[Collected data]
┄┄┄┄┄┄┄┄┄┄┄┄┄┄┄┄┄┄┄┄
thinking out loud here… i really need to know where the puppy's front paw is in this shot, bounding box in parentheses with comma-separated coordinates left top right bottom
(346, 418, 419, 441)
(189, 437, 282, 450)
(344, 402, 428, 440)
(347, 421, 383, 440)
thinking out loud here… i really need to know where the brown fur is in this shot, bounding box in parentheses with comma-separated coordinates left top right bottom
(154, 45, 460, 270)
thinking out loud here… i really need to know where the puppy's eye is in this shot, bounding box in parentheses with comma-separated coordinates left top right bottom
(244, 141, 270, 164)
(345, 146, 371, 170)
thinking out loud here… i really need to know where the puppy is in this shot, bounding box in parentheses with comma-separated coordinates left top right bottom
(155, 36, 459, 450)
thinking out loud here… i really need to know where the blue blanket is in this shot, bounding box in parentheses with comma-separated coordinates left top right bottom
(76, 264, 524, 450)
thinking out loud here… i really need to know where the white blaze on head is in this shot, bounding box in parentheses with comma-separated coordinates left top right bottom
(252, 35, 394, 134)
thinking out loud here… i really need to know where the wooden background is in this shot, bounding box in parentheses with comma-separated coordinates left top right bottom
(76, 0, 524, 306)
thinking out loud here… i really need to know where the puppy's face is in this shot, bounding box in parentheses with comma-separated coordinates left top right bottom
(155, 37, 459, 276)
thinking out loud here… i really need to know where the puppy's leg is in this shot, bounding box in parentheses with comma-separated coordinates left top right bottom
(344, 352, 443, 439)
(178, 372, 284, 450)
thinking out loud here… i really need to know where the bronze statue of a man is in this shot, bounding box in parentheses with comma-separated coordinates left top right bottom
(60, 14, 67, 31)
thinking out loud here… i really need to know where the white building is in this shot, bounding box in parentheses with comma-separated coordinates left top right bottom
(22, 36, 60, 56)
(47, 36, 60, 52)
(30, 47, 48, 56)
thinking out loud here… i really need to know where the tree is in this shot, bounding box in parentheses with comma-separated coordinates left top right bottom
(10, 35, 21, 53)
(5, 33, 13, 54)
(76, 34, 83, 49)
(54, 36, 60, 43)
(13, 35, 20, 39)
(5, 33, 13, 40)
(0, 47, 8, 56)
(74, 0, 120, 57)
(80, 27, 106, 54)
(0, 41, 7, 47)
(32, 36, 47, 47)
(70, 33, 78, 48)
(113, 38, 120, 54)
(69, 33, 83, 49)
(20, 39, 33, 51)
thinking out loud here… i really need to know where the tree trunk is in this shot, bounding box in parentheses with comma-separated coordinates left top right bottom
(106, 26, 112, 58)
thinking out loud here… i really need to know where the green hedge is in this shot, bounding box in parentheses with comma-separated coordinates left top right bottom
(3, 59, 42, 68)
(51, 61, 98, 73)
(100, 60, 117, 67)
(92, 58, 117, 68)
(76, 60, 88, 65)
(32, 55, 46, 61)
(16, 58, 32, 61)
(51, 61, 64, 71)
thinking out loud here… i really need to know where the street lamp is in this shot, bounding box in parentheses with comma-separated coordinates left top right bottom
┄┄┄┄┄┄┄┄┄┄┄┄┄┄┄┄┄┄┄┄
**Task goal**
Your task is an exact transcription of every line above.

**Answer for this exercise**
thinking out loud here… i really need to know where the puppy's front paw is in this shot, bounding box in parentheses with comma-separated coordinates left top right bottom
(346, 418, 419, 441)
(189, 437, 282, 450)
(344, 402, 428, 440)
(347, 421, 383, 440)
thinking out loud here… i really need to know where the brown fur is in this shot, bounding box in parentheses with comma-separated coordinates left top right bottom
(154, 45, 460, 270)
thinking out loud here… i really need to know where the puppy's eye is in this shot, bounding box in parentheses with comma-separated coordinates left top right bottom
(244, 141, 270, 164)
(345, 146, 371, 170)
thinking out loud here… i really need to know where the puppy is in this shot, bounding box in parentheses with comma-separated coordinates left top right bottom
(155, 36, 459, 450)
thinking out loud here… i really need to know where the blue blanket is in this shot, bounding box in parentheses with comma-separated coordinates left top right bottom
(76, 264, 524, 450)
thinking out loud here… i really need to know where the white blaze on head is in this shot, bounding box in parentheses with comma-separated coordinates left top right bottom
(252, 35, 394, 134)
thinking out loud here… i really need to know where the wooden background is in this shot, bounding box in parentheses with comma-separated coordinates left top right bottom
(76, 0, 524, 306)
thinking out loud here… i really need to know where the puppy's face is in this shot, bounding box in parentheses with comma-separated coordinates left top right bottom
(155, 37, 459, 276)
thinking out loud here… i really need to know where the puppy's leg is in this shot, bounding box in parentheses with comma-separated coordinates left top right bottom
(344, 352, 443, 439)
(178, 372, 284, 450)
thinking out loud here… i really need to know where the bronze statue of a man is in this shot, bounding box in parentheses with comma-separated coordinates left top right bottom
(60, 14, 67, 31)
thinking out loud here… i really need to know where the white building is in this shot, bounding box in parentheses with comma-separated coordinates left top right bottom
(22, 36, 60, 56)
(47, 36, 60, 52)
(30, 47, 48, 56)
thinking out loud here… i really need to know where the tree is in this shot, bounding box in parentheses with comma-separated coordinates left top right bottom
(10, 35, 21, 53)
(5, 33, 13, 54)
(76, 34, 83, 49)
(54, 36, 60, 43)
(13, 35, 20, 39)
(5, 33, 13, 40)
(0, 47, 8, 56)
(74, 0, 120, 57)
(80, 27, 106, 54)
(0, 41, 7, 47)
(32, 36, 47, 47)
(70, 33, 78, 48)
(113, 38, 120, 54)
(69, 33, 83, 49)
(20, 39, 33, 51)
thinking out loud here… i really need to know where the tree trunk is in this shot, bounding box in parentheses with comma-separated coordinates left top right bottom
(106, 26, 112, 58)
thinking out loud here… i really need to know where the green hedge is in this shot, bounding box in parentheses with comma-separated coordinates left top right bottom
(3, 59, 42, 68)
(51, 61, 98, 73)
(100, 60, 117, 67)
(92, 58, 117, 68)
(76, 60, 88, 65)
(32, 55, 46, 61)
(16, 58, 32, 61)
(51, 61, 64, 71)
thinking out loud here… i really need to know where the street lamp is in this shot, bounding box in parentheses with comma-separated coordinates left top right bottom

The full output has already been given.